Records from a collection:
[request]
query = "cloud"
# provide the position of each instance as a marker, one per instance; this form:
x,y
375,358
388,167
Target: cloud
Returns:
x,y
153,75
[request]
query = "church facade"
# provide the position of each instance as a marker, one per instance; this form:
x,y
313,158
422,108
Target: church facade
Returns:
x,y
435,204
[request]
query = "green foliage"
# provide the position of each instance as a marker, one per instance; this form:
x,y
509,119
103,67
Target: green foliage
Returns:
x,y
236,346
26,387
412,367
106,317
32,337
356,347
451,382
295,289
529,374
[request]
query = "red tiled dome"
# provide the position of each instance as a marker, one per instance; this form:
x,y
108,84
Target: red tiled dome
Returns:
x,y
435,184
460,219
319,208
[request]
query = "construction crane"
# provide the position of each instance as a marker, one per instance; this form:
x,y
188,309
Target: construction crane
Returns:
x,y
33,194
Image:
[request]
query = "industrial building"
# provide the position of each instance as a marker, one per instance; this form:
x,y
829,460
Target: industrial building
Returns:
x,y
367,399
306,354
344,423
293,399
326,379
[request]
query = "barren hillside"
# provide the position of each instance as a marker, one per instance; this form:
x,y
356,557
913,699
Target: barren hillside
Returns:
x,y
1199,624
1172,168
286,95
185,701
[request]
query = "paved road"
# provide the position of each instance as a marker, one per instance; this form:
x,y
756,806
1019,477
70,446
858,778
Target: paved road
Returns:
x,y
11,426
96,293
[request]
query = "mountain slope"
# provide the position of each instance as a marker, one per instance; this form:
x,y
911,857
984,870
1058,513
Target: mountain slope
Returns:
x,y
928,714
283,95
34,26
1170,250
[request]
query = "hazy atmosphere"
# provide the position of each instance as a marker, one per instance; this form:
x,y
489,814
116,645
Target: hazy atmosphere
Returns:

● **YOUR OBJECTIVE**
Every line of the data above is to be repeated exactly.

● **RESULT**
[request]
query = "cloud"
# provide the position of each instance as a marker, one per instance; this form:
x,y
375,358
388,167
Target: cloud
Returns:
x,y
153,75
[request]
query = "church facade"
# provide the position of each instance as a marker, one per instance; this form:
x,y
313,158
422,108
Target: church facade
Returns:
x,y
435,204
[request]
query = "green foliage"
# provide the position of each instance as a marker, one per instance; this form:
x,y
509,119
103,67
Target: green foliage
Returns:
x,y
236,346
26,387
412,367
106,317
32,337
356,347
451,382
295,289
529,374
[request]
query = "red tiled dome"
# provide the position of each instance as a marker, one per instance; this form:
x,y
108,84
Target: red tiled dome
Returns:
x,y
435,184
460,219
319,208
[request]
query = "construction crane"
# provide the position of each instance as a marker, one per instance; this form:
x,y
188,309
Target: construction crane
Returns:
x,y
33,194
Image:
[request]
query = "industrial building"
# provide the position of each instance as a marker, one per instance; this form:
x,y
829,460
Target: industrial building
Returns:
x,y
367,399
306,354
344,423
293,399
326,379
[request]
query = "barren hillside"
# provide the position of each instance as a marker, one per instance; this form:
x,y
356,557
913,699
Target: barren hillside
Returns:
x,y
1199,624
1172,168
286,95
185,701
[request]
query = "paved road"
# provide the position of each instance as a marker, one per instance; this form:
x,y
756,806
1019,477
70,446
858,778
Target: paved road
Returns:
x,y
11,426
96,293
[request]
query = "mountain slope"
# provide the position of each instance as a marker, one per instance; this form:
x,y
911,857
984,870
1058,513
Target: mountain slope
Returns:
x,y
928,714
283,95
34,26
1170,250
[request]
query = "hazy atmosphere"
# provide the position of each instance as a marker, one per instance; this form:
x,y
489,814
116,645
Target: hazy atmosphere
Returns:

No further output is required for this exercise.